Given passage section start

Jacobian diagnostics#
When JacobianAutograd and JacobianNumerical disagree on a model, the next question is why. This notebook is a runnable companion to Differentiability and Jacobian Tools. It walks through three progressively trickier models, shows how compare_jacobian_dicts localises the disagreement to specific parameters, and closes with a decision tree for reading a report.
LINEAR2D: the test model with an analytical Jacobian and a zero parameter. Demonstrates
parameter_space="direct".GL06SIMEX: a small SFC model whose autograd and numerical Jacobians agree cleanly under the default log-space setting.

Given passage section end
The data section start

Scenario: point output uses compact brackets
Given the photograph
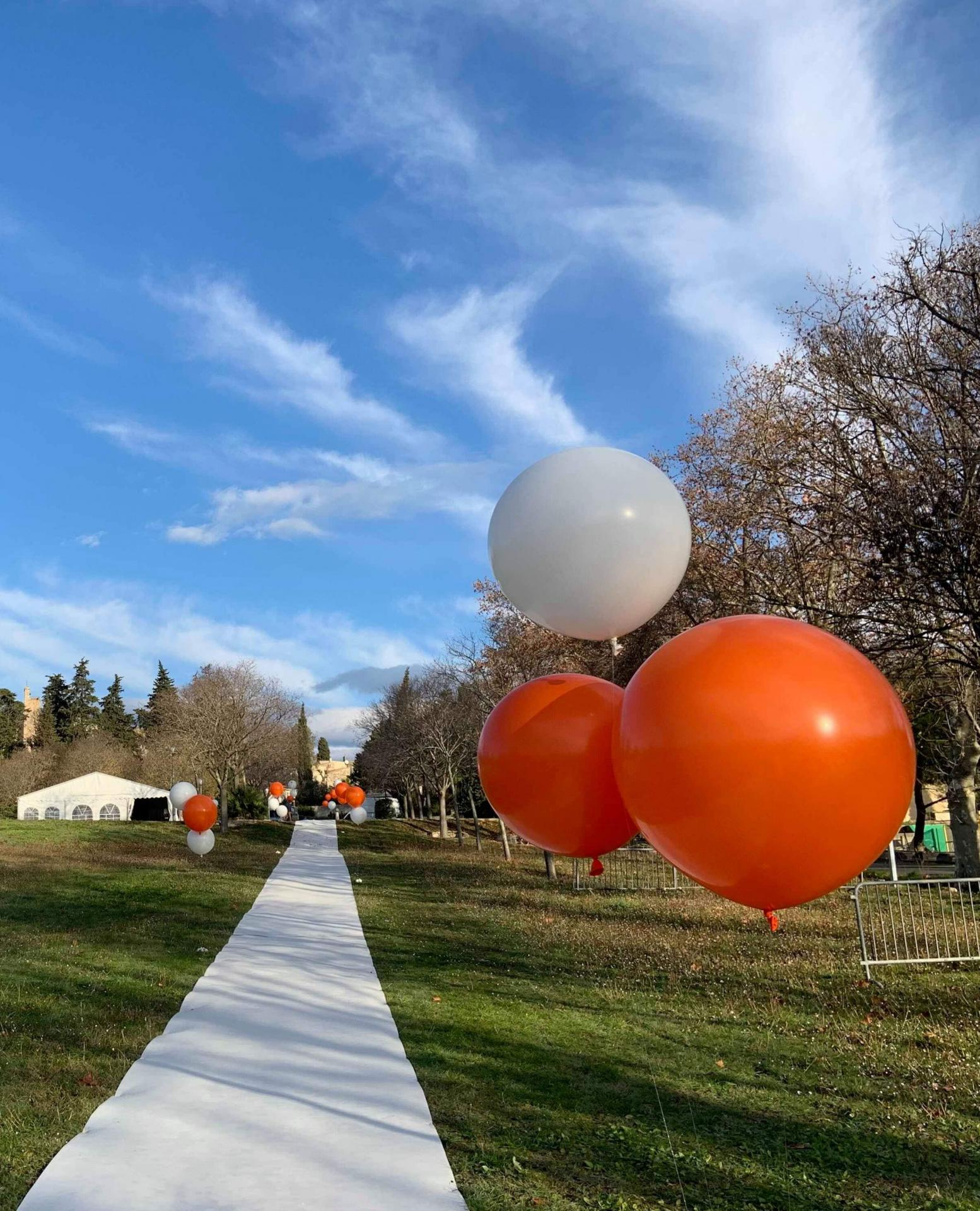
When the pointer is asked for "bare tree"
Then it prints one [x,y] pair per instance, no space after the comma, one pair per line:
[230,716]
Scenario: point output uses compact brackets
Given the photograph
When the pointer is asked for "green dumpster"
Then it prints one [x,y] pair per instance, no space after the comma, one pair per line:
[934,838]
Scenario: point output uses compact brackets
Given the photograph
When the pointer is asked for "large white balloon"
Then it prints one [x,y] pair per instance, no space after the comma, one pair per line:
[180,793]
[201,843]
[590,542]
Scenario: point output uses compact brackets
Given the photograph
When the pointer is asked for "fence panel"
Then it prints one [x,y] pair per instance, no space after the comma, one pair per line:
[918,921]
[631,869]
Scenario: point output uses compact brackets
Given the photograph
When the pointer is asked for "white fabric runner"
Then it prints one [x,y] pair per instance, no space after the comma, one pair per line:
[281,1083]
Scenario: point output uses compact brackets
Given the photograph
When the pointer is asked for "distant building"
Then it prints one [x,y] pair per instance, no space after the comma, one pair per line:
[32,710]
[330,773]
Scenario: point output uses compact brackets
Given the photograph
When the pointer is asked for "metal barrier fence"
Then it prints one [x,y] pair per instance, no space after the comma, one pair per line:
[631,869]
[918,921]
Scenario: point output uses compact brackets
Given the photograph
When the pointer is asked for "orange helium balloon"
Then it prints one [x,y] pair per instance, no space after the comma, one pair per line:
[200,813]
[545,763]
[765,758]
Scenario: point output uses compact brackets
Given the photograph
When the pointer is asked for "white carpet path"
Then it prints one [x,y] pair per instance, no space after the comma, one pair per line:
[281,1084]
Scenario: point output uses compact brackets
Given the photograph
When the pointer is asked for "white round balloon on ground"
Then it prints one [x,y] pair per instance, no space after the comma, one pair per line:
[590,543]
[180,793]
[201,843]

The data section end

Continue the Jacobian diagnostics text from its last sentence.

### Exercise result
GL06INSOUT: the production Tobin portfolio model, which uses a step-function
torch.whereinsideportfolio_switches. The diagnostic shows up as a subset of parameters with visibly worse agreement than the others, and testing different values ofepsilonin the numerical differentiation confirms that the disagreement is caused by the step function.
import sys, os
sys.path.insert(0, os.path.abspath('.'))
import macrostat
import torch
from macrostat.models import get_model
from macrostat.diff import (
JacobianAutograd,
JacobianNumerical,
compare_jacobian_dicts,
)
from _doc_helpers import (
mean_nominal_output,
mean_national_income,
final_state_norm,
)
print('macrostat version:', macrostat.__version__)
print('torch version: ', torch.__version__)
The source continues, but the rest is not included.